- **Written instruction 1**
Set down the part of the writer profiles between "His second novel, The" and "in Greenwich Village.", inclusive, without changing a character.

- **Quoted text**
Wednesday, February 24, 2010
Memoirist

Sonja Livingston got her MFA from the University of New Orleans and an M.S. Ed. from SUNY Brockport. She runs local writing workshops, provides manuscript consultations, and teaches in UCLA Extension’s Writing Program. She also appreciates photography, hiking in bogs, and is hooked on English murder mysteries. Her first book, Ghostbread,has won an AWP Book Prize for Nonfiction. Livingston’s writing has been honored with a NYFA Fellowship, an Iowa Review Award, Pushcart Prize nomination, and grants from Vermont Studio Center and The Deming Fund for Women. Her work has appeared in the Iowa Review, Alaska Quarterly Review, Southeast Review, AGNI and BREVITY, and is anthologized in several texts on writing, including Short Takes and The Curious Writer. A native of western New York State, Livingston resides in the area with her husband, artist Jim Mott.

For more information, go to: sonjalivingston.com.


Peter Cameron

Wednesday, March 10, 2010
Fiction

Peter Cameron was born in Pompton Plains, New Jersey in 1959. He spent two years attending the progressive American School in London, where he discovered the joys of reading, and began writing stories, poems, and plays. Cameron graduated from Hamilton College in New York State in 1982 with a B.A. in English Literature. He sold his first short story to The New Yorker in 1983, and published 10 more during the next few years. This exposure facilitated the publication of his first book, One Way or Another, which earned a special citation by the PEN/​Hemingway Award for First Book of Fiction.
His second novel, The Weekend, was published in 1994 and a third novel, Andorra, in 1997. FSG published Cameron’s fourth novel, The City of Your Final Destination, in 2002, and his most recent novel, Someday This Pain Will Be Useful to You, in 2007. Cameron’s work has been translated into a dozen languages. From 1998 - 2005 he taught in Sarah Lawrence College’s MFA program. He taught at Yale University in the fall of 2005, and at The New School in the Spring of 2009. For the past 25 years, Cameron has lived on East 10th Street, in Greenwich Village.

For more information, go to: peter-cameron.com.

- **Data extract**
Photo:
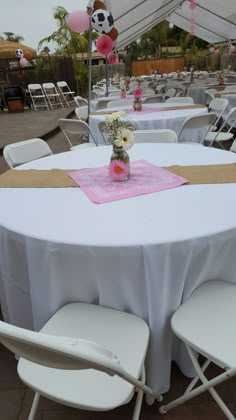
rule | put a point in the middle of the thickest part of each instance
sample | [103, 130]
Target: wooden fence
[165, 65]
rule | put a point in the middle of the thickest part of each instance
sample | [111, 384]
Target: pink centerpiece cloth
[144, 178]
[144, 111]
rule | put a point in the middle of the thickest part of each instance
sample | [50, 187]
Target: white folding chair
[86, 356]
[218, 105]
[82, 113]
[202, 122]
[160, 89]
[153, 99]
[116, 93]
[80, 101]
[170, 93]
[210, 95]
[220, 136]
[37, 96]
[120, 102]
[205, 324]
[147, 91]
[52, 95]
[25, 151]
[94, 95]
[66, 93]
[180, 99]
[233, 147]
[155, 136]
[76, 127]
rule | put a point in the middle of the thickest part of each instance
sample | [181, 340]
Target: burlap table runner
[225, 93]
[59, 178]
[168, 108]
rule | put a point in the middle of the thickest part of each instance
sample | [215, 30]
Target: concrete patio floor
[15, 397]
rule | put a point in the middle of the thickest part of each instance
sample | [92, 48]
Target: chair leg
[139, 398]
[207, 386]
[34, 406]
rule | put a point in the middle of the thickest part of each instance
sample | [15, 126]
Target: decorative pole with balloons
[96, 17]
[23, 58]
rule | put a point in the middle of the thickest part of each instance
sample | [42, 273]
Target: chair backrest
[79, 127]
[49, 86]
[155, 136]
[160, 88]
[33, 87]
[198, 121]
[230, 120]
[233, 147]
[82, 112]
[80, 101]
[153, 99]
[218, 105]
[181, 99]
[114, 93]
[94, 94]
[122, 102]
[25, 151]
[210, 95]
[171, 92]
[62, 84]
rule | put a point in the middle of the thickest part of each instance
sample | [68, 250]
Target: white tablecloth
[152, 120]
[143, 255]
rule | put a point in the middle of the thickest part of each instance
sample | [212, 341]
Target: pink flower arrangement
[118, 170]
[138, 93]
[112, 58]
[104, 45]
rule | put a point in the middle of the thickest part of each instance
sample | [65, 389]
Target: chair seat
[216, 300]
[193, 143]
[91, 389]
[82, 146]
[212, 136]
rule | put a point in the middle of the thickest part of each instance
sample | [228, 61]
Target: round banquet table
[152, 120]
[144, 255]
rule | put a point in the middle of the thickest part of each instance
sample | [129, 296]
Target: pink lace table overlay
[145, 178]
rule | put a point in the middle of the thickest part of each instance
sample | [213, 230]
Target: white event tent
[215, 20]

---

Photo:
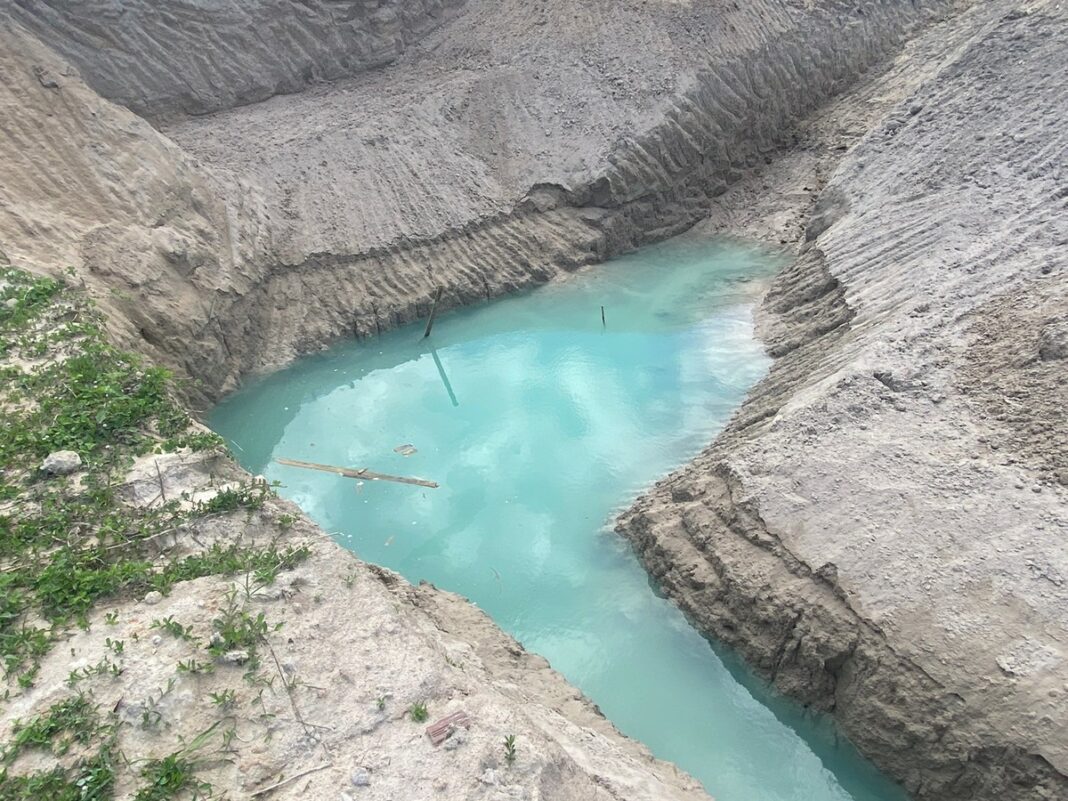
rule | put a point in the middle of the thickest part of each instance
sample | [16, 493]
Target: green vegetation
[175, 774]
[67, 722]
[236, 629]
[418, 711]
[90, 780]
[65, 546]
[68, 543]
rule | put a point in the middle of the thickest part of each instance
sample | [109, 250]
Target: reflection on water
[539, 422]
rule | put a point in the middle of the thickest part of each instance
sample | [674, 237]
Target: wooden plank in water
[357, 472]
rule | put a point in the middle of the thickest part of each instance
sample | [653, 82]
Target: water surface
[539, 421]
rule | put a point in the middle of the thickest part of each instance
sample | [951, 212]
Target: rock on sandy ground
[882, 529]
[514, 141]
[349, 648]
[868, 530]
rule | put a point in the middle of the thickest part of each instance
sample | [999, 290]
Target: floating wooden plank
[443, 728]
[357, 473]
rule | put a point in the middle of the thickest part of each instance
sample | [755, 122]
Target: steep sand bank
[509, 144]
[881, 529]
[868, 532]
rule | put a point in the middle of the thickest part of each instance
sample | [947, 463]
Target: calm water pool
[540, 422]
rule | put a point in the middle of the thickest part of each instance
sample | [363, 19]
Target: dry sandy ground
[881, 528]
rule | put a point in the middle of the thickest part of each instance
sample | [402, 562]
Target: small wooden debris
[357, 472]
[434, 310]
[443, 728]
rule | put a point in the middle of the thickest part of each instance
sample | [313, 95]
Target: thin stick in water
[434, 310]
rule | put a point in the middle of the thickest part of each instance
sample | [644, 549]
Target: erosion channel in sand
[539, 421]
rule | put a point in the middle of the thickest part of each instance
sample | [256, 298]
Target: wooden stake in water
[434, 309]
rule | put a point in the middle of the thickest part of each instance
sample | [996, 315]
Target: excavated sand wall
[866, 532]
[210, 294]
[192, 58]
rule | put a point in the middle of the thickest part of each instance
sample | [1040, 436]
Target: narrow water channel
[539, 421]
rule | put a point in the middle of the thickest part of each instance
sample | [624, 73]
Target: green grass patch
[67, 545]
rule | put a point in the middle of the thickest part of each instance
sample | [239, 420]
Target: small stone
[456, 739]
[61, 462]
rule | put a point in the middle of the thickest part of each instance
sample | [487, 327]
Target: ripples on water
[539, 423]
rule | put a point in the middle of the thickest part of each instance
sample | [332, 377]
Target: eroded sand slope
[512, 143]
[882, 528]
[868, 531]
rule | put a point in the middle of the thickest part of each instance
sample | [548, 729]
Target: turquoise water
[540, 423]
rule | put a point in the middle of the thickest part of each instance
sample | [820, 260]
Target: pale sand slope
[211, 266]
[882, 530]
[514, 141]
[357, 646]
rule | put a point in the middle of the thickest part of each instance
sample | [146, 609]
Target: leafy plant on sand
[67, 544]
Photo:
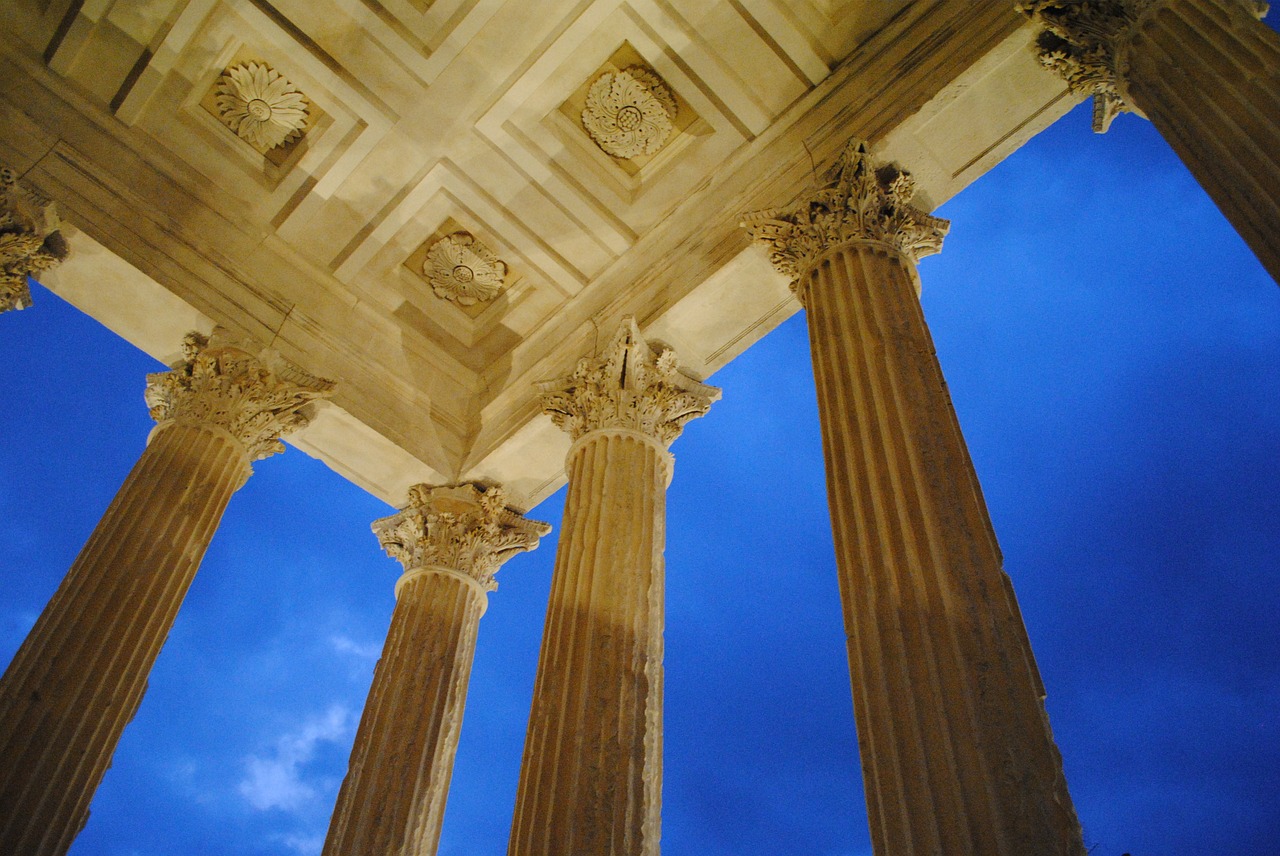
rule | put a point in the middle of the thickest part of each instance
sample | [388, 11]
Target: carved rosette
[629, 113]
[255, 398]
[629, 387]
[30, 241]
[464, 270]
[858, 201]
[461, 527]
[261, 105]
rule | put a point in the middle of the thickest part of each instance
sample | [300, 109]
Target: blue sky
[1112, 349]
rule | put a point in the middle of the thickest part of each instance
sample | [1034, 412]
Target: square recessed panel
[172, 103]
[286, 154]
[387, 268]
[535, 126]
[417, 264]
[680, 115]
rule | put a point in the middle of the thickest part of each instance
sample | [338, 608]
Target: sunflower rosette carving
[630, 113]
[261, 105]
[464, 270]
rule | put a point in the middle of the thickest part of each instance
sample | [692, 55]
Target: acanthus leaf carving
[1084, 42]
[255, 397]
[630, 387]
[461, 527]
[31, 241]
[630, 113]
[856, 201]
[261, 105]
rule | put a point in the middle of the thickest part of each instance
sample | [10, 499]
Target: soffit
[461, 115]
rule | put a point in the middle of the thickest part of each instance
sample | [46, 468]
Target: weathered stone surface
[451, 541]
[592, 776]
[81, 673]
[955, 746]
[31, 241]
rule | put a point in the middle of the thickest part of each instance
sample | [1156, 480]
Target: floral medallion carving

- **Written instruction 2**
Return every line of the records that contains the word "plank". Case counts.

- **Reply 1**
His second novel, The Weekend, was published in 1994 and a third novel, Andorra, in 1997. FSG published Cameron’s fourth novel, The City of Your Final Destination, in 2002, and his most recent novel, Someday This Pain Will Be Useful to You, in 2007. Cameron’s work has been translated into a dozen languages. From 1998 - 2005 he taught in Sarah Lawrence College’s MFA program. He taught at Yale University in the fall of 2005, and at The New School in the Spring of 2009. For the past 25 years, Cameron has lived on East 10th Street, in Greenwich Village.

- **Reply 2**
Target: wooden plank in water
Target: floating wooden plank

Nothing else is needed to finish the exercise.